__Data to examine__

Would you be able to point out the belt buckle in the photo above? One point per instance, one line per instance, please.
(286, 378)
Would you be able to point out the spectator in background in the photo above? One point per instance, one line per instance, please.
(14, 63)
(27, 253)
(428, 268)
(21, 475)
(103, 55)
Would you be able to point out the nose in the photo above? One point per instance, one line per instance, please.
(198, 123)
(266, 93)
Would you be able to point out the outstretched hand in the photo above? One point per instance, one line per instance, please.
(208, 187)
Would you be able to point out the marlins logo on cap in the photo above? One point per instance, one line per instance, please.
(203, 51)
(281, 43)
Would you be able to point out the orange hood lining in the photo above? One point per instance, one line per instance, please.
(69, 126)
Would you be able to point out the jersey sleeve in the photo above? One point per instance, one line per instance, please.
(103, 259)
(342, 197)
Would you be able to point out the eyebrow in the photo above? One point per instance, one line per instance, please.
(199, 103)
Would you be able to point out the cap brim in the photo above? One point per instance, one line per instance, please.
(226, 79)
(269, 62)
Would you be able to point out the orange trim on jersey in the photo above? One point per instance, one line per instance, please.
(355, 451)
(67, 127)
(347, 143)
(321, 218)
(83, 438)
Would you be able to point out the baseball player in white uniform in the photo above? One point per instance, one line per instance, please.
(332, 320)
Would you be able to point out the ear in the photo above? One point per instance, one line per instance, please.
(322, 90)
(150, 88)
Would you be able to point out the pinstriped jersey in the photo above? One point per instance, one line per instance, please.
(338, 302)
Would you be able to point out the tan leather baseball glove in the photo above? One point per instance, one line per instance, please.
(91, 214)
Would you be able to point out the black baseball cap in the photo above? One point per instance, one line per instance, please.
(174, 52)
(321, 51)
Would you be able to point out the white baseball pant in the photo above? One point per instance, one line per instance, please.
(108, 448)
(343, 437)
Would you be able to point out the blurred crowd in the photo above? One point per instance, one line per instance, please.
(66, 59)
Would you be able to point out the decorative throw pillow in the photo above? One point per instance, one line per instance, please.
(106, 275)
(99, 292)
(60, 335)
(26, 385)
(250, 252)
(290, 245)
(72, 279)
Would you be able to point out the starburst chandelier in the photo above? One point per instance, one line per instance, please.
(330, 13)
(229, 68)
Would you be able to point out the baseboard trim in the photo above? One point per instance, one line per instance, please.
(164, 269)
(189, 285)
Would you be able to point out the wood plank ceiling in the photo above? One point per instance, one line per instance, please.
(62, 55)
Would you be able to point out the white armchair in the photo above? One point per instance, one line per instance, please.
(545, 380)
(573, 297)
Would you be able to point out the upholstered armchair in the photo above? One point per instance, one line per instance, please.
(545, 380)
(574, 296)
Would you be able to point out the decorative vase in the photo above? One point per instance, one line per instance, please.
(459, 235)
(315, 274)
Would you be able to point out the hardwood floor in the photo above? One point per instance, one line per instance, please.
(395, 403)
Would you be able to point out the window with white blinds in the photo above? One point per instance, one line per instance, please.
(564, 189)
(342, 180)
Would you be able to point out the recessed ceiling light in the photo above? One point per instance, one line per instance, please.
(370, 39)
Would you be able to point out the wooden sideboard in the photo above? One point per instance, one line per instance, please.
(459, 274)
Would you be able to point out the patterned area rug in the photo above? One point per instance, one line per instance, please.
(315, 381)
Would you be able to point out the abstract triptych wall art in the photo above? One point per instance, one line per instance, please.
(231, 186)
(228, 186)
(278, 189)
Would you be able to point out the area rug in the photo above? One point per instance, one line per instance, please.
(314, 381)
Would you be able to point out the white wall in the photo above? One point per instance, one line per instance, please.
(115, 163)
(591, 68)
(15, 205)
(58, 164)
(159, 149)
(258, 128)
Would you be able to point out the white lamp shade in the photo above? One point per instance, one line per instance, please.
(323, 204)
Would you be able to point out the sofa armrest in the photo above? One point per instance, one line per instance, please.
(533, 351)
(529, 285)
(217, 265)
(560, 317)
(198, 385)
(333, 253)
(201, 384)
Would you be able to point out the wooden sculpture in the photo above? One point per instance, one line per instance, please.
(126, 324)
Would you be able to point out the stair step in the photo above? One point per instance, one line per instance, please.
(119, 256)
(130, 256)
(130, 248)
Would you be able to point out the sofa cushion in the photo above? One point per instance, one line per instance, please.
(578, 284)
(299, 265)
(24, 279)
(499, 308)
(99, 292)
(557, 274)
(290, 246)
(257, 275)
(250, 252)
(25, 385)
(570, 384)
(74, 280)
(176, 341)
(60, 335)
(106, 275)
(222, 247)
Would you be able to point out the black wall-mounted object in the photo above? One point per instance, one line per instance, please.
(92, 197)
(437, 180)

__What is being asked__
Type the material above out again, exactly.

__Response area__
Would you be able to point out the belt buckle in the photo above? One point per instance, one line per instance, please.
(286, 378)
Would you be able to point out the spectator in background in the photo above? One point per instance, one line per instance, please.
(14, 63)
(27, 253)
(428, 268)
(21, 475)
(103, 55)
Would you be able to point out the nose in the photo above? One point per instance, one line per instance, please.
(198, 123)
(266, 93)
Would you be able to point out the outstretched hand in the photo above? One point per instance, one line per instance, please.
(208, 187)
Would you be able to point out the marlins logo on cap in the photo above? One point per instance, one line per instance, please.
(203, 51)
(281, 43)
Would you be able to point out the orange hood lining in the photo above? One point per instance, one line per instance, please.
(69, 126)
Would you be able to point out the jersey sleeve in the photo above? One point per instance, one line per instance, please.
(103, 259)
(342, 197)
Would you be able to point out the eyebrow in the photo above? One point per instance, one line per instance, please.
(199, 103)
Would you be able to point out the cap brim in the photo above? One point per instance, one line per instance, please.
(226, 79)
(269, 62)
Would you be able to point out the orange trim on jersey in the photo above? One point per instance, one line per instance, please.
(355, 451)
(67, 127)
(347, 143)
(321, 218)
(83, 438)
Would you be able to point out the baseball player in white uniform in the photo above? One point per instance, one line per instance, please.
(332, 320)
Would you be able to point out the ear in the photo above? One point per instance, one line per instance, please.
(322, 90)
(150, 88)
Would you be able to point out the pinstriped jersey in the photo above? One point per instance, one line per instance, please.
(338, 302)
Would you be able to point out the tan leather baseball glove in the photo above? One point per instance, one line per instance, please.
(91, 214)
Would you be able to point out the black baseball cap in the photo above? One point per instance, one line per instance, please.
(174, 52)
(321, 51)
Would you be able to point out the white baseball pant in the photo above? One point per instance, one line per instance, please.
(108, 448)
(343, 437)
Would you be able to point out the blurred crowd in the photo above? One point per instance, one line per instance, please.
(66, 59)
Would you be able to point out the decorative throw pillow in the photo above? One point per instance, one line per instance, please.
(106, 275)
(99, 292)
(60, 335)
(26, 385)
(250, 252)
(290, 245)
(72, 279)
Would you be able to point out the starburst chandelier in the photo above? One point per instance, one line per instance, please.
(330, 13)
(229, 68)
Would you be able to point out the baseboard trim in the photo above? One point per instance, one line per instance, please.
(164, 269)
(189, 285)
Would you be able to point out the wood plank ceiling in the photo above? One point per instance, one line per instance, please.
(62, 55)
Would you be able to point out the white armchair in the photo above? One point per instance, one line per instance, please.
(545, 380)
(573, 297)
Would you be able to point out the upholstered armchair in the photo above? One point per instance, one line per instance, please.
(545, 380)
(574, 296)
Would you be able to point out the decorative vase in the photo above? One point per instance, one line per instance, please.
(459, 235)
(315, 274)
Would you be able to point out the hardwood floor in the photo above? One point per instance, one line per instance, please.
(395, 403)
Would you be able to point out the window with white blinds in the photo above? One point per instance, one line per instance, please.
(564, 189)
(342, 180)
Would you be able to point out the recessed ceiling light in the photo above? One point per instance, one line per instance, please.
(370, 39)
Would you be able to point out the wooden sideboard in the photo above? One point per instance, one line per instance, please.
(459, 274)
Would you be able to point out the patterned area rug in the photo above? One point per instance, one line per instance, please.
(315, 381)
Would you be able to point out the abstract triptych wall art in the photo above? One point per instance, one line per instance, please.
(231, 186)
(228, 186)
(278, 189)
Would you be able to point out the area rug in the photo above? One point per instance, one line per instance, please.
(314, 381)
Would you be able to point out the white wall in the photo above? One point per instance, one line per instance, please.
(115, 163)
(591, 68)
(15, 205)
(58, 164)
(159, 149)
(258, 128)
Would you be able to point out the white lamp shade in the photo above? One point per instance, one line per instance, please.
(323, 204)
Would you be able to point out the sofa armrest in the photo above? One point per instance, one line per instance, please.
(533, 351)
(529, 285)
(217, 265)
(560, 317)
(198, 385)
(333, 253)
(201, 384)
Would you be able to point out the wooden sculpture in the photo above? One point per instance, one line per instance, please.
(126, 324)
Would you be able to point out the stair step in the photo above? One point per instance, one line per instance, please.
(119, 256)
(130, 256)
(130, 248)
Would you be able to point out the sofa cushion in the photo above? One point per instance, one line per instance, please.
(578, 284)
(299, 265)
(24, 279)
(499, 308)
(99, 292)
(557, 274)
(290, 246)
(257, 275)
(250, 252)
(25, 385)
(570, 384)
(74, 280)
(176, 341)
(60, 335)
(106, 275)
(222, 247)
Would you be able to point out the black wall-mounted object in the photo above? One point per instance, one line per instance, please.
(92, 197)
(437, 180)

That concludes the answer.